▶ **Challenge**: Quote each line exactly, from the line that contains "Annotation task: tag one point per instance of the small" down to the last line of the listing, and no other lines.

(Coordinate labeling data)
____________________

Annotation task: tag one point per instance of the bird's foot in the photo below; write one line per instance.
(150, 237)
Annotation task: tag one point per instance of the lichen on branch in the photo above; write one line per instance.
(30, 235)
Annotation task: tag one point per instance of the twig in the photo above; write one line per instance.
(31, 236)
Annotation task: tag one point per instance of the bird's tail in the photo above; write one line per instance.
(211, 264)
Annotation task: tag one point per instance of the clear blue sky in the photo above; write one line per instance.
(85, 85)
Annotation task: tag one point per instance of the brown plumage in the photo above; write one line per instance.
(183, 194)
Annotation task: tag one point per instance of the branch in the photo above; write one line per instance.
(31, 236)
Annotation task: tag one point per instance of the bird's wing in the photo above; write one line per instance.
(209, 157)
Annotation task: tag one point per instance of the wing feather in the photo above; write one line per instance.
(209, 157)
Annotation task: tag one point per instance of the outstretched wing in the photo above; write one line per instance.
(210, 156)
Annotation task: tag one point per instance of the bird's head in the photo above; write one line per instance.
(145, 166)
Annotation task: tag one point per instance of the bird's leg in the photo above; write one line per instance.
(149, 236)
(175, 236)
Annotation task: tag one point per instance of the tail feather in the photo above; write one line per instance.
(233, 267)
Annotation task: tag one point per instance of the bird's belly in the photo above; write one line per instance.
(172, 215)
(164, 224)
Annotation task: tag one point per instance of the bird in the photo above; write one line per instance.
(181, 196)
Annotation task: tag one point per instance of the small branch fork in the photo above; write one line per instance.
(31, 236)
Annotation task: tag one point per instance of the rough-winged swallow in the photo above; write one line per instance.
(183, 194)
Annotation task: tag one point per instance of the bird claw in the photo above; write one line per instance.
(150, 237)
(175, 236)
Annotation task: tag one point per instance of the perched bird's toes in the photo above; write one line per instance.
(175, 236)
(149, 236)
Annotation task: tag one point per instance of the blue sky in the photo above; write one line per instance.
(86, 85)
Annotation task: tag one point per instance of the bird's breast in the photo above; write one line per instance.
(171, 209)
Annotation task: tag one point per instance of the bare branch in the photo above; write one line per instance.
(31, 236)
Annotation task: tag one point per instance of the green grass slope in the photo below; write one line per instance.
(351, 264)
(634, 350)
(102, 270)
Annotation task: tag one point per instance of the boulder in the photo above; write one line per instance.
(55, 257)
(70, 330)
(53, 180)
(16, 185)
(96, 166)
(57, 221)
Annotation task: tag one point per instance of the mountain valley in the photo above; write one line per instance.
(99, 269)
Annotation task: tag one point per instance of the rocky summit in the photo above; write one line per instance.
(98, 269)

____________________

▶ **Result of the task**:
Annotation task: tag one point per instance of the small branch fork in the photo above; write one line per instance.
(31, 236)
Annotation task: tag one point per instance of the rough-winged swallow in the photo above; write one line per instance.
(183, 194)
Annotation task: tag one point per instance of the bird claw in the photo above; write one line per instance.
(150, 237)
(175, 236)
Annotation task: tag one point per instance of the perched bird's toes in the photo above; write one line per instance.
(175, 236)
(149, 236)
Annotation task: tag one point per instance of the blue sky in the photo above; write one line per instance.
(86, 85)
Annotation task: tag one point per instance of the bird's breast in the photo above; write one line per instance.
(171, 209)
Annotation task: tag one point per instance of the bare branch in the photo above; write one line per instance.
(31, 236)
Annotation task: tag one point per instance of the green grass slope in the photo below; write one line per instance.
(351, 264)
(634, 350)
(102, 270)
Annotation task: tag one point per instance of the boulder in the photo above; write one line per instance.
(55, 257)
(70, 330)
(53, 180)
(16, 185)
(96, 166)
(57, 221)
Annotation task: tag one point per instance of the mountain valley in the photo above; write one line per instance.
(99, 269)
Annotation task: tag one point per instance of the rocky summit in the photo above; write one line per instance.
(98, 269)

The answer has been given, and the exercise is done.